§ **EXERCISE DESCRIPTION**:
Return the records below line for line, with nothing changed.

Records from a pointing dataset
━━━━━━
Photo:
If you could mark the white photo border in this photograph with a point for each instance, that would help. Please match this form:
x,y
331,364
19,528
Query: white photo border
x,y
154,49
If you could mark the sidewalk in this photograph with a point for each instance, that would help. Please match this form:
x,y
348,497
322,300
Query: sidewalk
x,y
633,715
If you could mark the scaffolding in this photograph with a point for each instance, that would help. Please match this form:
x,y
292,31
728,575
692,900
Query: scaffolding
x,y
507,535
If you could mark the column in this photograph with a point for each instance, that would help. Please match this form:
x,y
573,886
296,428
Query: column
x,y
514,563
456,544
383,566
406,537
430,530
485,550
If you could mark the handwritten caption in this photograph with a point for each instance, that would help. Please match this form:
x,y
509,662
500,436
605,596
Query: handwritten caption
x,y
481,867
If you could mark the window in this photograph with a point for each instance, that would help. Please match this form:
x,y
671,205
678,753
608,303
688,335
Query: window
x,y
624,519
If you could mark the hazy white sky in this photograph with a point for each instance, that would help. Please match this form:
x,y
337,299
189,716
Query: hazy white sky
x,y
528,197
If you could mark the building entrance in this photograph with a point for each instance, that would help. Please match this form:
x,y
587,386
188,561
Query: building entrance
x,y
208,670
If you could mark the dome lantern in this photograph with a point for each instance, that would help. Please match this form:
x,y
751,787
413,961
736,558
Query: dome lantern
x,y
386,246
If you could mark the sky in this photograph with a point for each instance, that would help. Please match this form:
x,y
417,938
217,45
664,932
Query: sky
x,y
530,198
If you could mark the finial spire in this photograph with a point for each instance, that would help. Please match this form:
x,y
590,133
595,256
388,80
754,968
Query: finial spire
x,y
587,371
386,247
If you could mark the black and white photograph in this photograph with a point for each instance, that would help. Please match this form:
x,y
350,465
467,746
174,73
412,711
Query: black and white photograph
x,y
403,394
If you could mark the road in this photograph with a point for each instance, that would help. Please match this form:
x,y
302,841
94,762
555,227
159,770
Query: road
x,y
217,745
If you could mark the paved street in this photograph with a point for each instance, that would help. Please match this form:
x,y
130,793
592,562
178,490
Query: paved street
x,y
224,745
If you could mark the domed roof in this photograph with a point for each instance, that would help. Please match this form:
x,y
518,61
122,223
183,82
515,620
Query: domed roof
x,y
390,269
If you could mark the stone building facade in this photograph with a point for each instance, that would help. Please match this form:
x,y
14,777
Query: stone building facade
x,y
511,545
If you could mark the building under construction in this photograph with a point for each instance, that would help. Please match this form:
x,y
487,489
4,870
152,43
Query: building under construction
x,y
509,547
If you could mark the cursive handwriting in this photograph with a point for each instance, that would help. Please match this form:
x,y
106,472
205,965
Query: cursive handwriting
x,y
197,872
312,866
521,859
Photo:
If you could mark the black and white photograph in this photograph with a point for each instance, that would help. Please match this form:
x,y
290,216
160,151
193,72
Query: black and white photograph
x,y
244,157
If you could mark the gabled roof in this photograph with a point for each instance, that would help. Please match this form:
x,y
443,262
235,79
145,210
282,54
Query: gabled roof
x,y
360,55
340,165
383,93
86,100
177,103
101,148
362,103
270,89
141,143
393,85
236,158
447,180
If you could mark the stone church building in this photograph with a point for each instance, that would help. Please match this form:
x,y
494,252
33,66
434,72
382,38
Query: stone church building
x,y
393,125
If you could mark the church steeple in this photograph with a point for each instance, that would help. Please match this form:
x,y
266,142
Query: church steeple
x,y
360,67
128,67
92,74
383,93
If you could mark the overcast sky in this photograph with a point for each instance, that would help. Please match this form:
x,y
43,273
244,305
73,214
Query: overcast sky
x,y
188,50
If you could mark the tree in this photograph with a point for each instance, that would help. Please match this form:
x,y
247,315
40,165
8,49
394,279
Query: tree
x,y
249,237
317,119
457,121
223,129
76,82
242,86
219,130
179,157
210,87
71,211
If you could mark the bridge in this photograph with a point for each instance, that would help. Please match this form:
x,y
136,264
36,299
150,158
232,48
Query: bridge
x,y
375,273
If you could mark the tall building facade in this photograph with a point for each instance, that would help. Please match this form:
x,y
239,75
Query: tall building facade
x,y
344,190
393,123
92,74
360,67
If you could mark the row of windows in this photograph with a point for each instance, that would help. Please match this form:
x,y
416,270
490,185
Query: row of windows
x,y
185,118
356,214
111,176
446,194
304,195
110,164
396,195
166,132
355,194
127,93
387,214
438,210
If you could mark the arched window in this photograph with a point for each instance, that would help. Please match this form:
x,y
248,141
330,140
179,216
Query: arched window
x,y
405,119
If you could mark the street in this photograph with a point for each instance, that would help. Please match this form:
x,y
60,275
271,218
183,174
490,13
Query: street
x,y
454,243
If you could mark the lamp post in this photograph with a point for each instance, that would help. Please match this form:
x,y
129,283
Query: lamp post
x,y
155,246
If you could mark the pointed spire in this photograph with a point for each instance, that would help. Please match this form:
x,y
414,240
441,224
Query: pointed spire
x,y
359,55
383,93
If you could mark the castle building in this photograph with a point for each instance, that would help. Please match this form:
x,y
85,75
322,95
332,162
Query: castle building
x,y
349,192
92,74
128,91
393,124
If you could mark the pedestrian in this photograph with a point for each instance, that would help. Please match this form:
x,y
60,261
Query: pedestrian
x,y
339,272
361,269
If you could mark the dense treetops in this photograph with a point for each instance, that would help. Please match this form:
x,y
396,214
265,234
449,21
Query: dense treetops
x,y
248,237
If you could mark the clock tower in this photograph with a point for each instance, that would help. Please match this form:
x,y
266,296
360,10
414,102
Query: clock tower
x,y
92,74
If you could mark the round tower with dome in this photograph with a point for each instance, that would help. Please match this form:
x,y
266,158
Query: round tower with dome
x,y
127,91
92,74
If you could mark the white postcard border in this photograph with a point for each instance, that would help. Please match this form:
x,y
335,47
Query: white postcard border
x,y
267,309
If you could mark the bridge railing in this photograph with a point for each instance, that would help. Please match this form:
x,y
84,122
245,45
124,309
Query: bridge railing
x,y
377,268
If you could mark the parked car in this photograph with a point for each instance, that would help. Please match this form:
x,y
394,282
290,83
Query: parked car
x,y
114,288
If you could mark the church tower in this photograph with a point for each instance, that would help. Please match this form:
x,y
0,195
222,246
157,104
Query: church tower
━━━━━━
§ **ANSWER TO THE EXERCISE**:
Photo:
If you could mark the white photo border in this photograph with a point for each instance, that would help. Please match this form:
x,y
331,364
19,528
Query: white photo border
x,y
154,49
If you could mark the sidewalk in this photograph with a point for each instance, that would help. Please match this form:
x,y
348,497
322,300
Query: sidewalk
x,y
633,715
If you could mark the scaffolding in this photograph with a point for each instance, that would help. Please match this form:
x,y
292,31
728,575
692,900
Query: scaffolding
x,y
507,535
If you could mark the column in this photograph with a point for each instance, that would help. Please match this form:
x,y
573,886
296,428
Query: column
x,y
514,563
456,544
383,566
406,537
430,530
485,550
If you could mark the handwritten caption in this photograph with a point for each instance, that would help. Please match this form:
x,y
509,662
500,436
605,596
Query: handwritten caption
x,y
481,867
If you could mark the window in this photograph with a point for each instance, that would help. Please match this form:
x,y
671,205
678,753
608,303
688,335
Query: window
x,y
624,519
If you could mark the hazy white sky in this photograph with a point for each instance, that would help. Please match this form:
x,y
337,299
189,716
Query: hazy white sky
x,y
528,197
If you could mark the building entrance in this photograph with a point for each instance, that would help. Please match this form:
x,y
587,386
188,561
Query: building entrance
x,y
208,670
If you could mark the dome lantern in this photograph with a point for each instance, that would help. Please match this form:
x,y
751,787
413,961
736,558
Query: dome lantern
x,y
386,246
If you could mark the sky in this photograph with a point for each instance, that would help. Please match this form:
x,y
417,938
217,45
664,932
Query: sky
x,y
530,198
If you could mark the finial spire in this photograph with a point for each instance, that would help. Please match this form:
x,y
590,133
595,256
388,80
754,968
Query: finial spire
x,y
587,371
386,247
If you could mark the black and white photograph in this photograph with a point for each instance, that would help. Please match this form:
x,y
350,465
467,746
174,73
412,711
Query: black and white photograph
x,y
403,394
If you could mark the road in this photograph with a point for each instance, that would help. Please match this form:
x,y
302,841
94,762
555,227
159,770
Query: road
x,y
217,745
If you could mark the paved street in this photograph with a point for each instance, that would help. Please match this form:
x,y
130,793
592,562
178,490
Query: paved street
x,y
224,745
If you could mark the domed roof in this photograph with a point for each instance, that would help. Please match this form:
x,y
518,61
122,223
183,82
515,620
Query: domed roof
x,y
390,269
If you could mark the stone building facade in this photograph with a point for each instance, that would help. Please match this form:
x,y
14,777
Query: stone building facade
x,y
511,545
If you could mark the building under construction in this photograph with a point for each instance, that would help. Please match this form:
x,y
487,489
4,870
152,43
Query: building under construction
x,y
509,547
If you could mark the cursive handwriting in this photograph with a point for each instance, that would help. Please match this form:
x,y
106,472
205,965
Query: cursive handwriting
x,y
197,872
312,866
521,859
Photo:
If you could mark the black and white photograph in this photograph with a point for each instance, that would help. Please match this form:
x,y
290,216
160,151
193,72
Query: black and white photograph
x,y
244,157
If you could mark the gabled roof in this photograph with a point for each instance, that would help. Please match this form:
x,y
443,262
235,79
145,210
282,54
Query: gabled roof
x,y
360,55
340,165
383,93
86,100
177,103
101,148
362,103
270,89
141,143
393,85
236,158
447,180
If you could mark the stone church building in this photograph with a point for each instance, that would help. Please match this form:
x,y
494,252
33,66
434,72
382,38
Query: stone church building
x,y
393,125
If you could mark the church steeple in this photograph with a point for each instance, that would help. Please match this form:
x,y
266,142
Query: church steeple
x,y
360,67
128,67
92,74
383,93
If you could mark the overcast sky in this photograph with a point for each instance, that would help. Please match this form:
x,y
43,273
244,305
73,214
Query: overcast sky
x,y
188,50
If you could mark the tree in this photograph with a point for each instance, that would help. Please match this form:
x,y
247,315
40,165
8,49
394,279
Query: tree
x,y
249,237
317,119
457,121
223,129
76,82
242,86
219,130
179,157
210,87
71,211
If you could mark the bridge in this photograph with a point for each instance, that would help. Please match this form:
x,y
136,264
36,299
150,158
232,48
Query: bridge
x,y
375,273
If you could mark the tall building facade in this photograph with a point for each instance, that would help. Please match this form:
x,y
239,75
Query: tall building facade
x,y
344,190
393,123
92,74
360,67
If you could mark the row of windows in this photograph with a point for each instance, that would help. Please match this form:
x,y
416,270
490,185
Query: row of windows
x,y
185,118
356,214
111,176
446,194
304,195
110,164
396,195
166,132
355,194
127,93
387,214
438,210
If you could mark the arched window in this photograph with a point for each instance, that would help. Please match this form:
x,y
248,141
330,140
179,216
Query: arched window
x,y
405,119
If you could mark the street in this photograph with a point for each instance, that would help. Please match this form:
x,y
60,275
271,218
183,174
490,13
Query: street
x,y
454,243
If you could mark the lamp post in this photograph with a point for each instance, that would help. Please match this form:
x,y
129,283
Query: lamp post
x,y
155,246
If you could mark the pointed spire in this photograph with a point for each instance, that would help. Please match this form:
x,y
414,240
441,224
Query: pointed spire
x,y
359,55
383,93
If you could mark the castle building in this photograph with a point for each instance, that would help. Please match this form:
x,y
85,75
322,95
332,162
Query: castle building
x,y
349,192
92,74
128,91
393,124
If you could mark the pedestrian in this photograph with a point for each instance, that would help. Please match this form:
x,y
60,261
Query: pedestrian
x,y
339,272
361,269
If you could mark the dense treetops in this photograph with a point for each instance, that would help. Please match this form:
x,y
396,214
265,234
449,21
Query: dense treetops
x,y
248,237
If you could mark the clock tower in this photograph with a point for each instance, that would help. Please match this form:
x,y
266,296
360,10
414,102
Query: clock tower
x,y
92,74
If you could mark the round tower with dome in this photograph with a point for each instance, that would help. Please match this form:
x,y
266,158
Query: round tower with dome
x,y
127,91
92,74
If you could mark the white postcard border in this photograph with a point for each instance, that would help. Please match this form:
x,y
335,47
Query: white postcard border
x,y
267,309
If you could mark the bridge railing in this photograph with a point for each instance, that would help. Please match this form:
x,y
84,122
245,45
124,309
Query: bridge railing
x,y
377,268
If you could mark the parked car in this photograph with a point for each instance, that would help. Please match this form:
x,y
394,282
290,83
Query: parked car
x,y
114,288
If you could mark the church tower in this photograph with a point for each instance, that would help. Please match this form:
x,y
0,195
222,246
157,104
Query: church tower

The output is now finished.